:: Instructions for the task ::
Output the records below as a JSON list of strings, with one string per line and no blank lines. Leave out the picture markers.

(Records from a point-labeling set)
■ ■ ■ ■ ■
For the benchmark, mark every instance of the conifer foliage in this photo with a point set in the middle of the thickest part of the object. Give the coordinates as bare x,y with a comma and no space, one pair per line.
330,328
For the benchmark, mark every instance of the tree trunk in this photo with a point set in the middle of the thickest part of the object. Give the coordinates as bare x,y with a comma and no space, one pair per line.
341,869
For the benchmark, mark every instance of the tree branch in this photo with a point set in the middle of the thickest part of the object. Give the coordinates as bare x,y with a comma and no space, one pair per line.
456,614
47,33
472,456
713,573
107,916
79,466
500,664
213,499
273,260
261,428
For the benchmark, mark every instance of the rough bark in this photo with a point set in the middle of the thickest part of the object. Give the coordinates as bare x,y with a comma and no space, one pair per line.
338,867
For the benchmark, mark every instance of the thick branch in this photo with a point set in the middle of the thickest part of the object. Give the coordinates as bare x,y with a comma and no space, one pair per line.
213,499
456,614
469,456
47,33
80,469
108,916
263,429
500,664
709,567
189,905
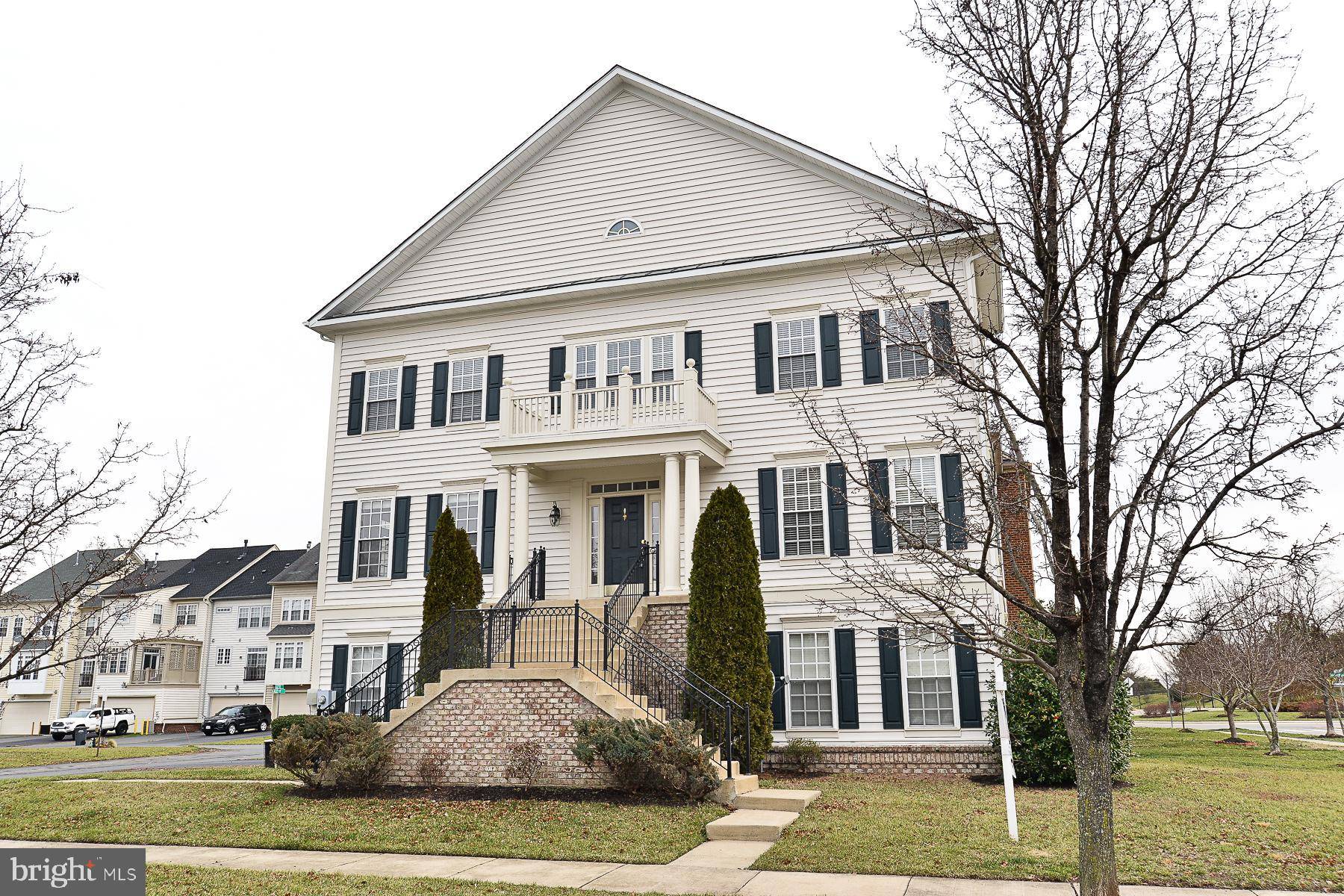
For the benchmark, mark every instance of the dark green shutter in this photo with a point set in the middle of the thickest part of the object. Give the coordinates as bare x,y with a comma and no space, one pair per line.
■ ■ ■ ■ ■
:: Correct result ::
[
  "For the benchmark, mark every instance of the conifer foliage in this photo with a point set in the middle of the thickest part of the object. Give the coordinates as bare x,y with a comma and no space, one pair per line.",
  "330,328",
  "For the benchmark, mark every instance of the tree trunk in this photo with a point set in the middle of the thickest part of the object. Give the coordinates as bare x,y with a comma and no space, one pair per line.",
  "341,869",
  "For the benchmark, mark every instance of the tree branch in this photo with a point set in the middle of the thickest part of the object. Give the coordinates as bare x,y with a comma and no space, one pair per line.",
  "456,614",
  "47,33",
  "472,456",
  "713,573",
  "107,916",
  "79,466",
  "500,664",
  "213,499",
  "273,260",
  "261,428",
  "For the benchmark, mark every instance of the rough bark in this photo with a point set in the middle of the thickest part of the object. Give the coordinates as bare x,y with a comma and no space, one pair per line.",
  "338,867",
  "For the benchmark, mark every instance of the thick branch in this photo with a point set in the middle of the thickest part of the object. Give the coordinates as bare x,y with a comma and no space, one pair per line.",
  "213,499",
  "456,614",
  "469,456",
  "47,33",
  "80,469",
  "108,916",
  "263,429",
  "500,664",
  "709,567",
  "189,905",
  "For the benchmark, mark every instance of the dark green shutter in this photo with a point set in the middle of the thickest part of the object. Give the coordinates as bare x,y with a comma and no space, one pair per line."
]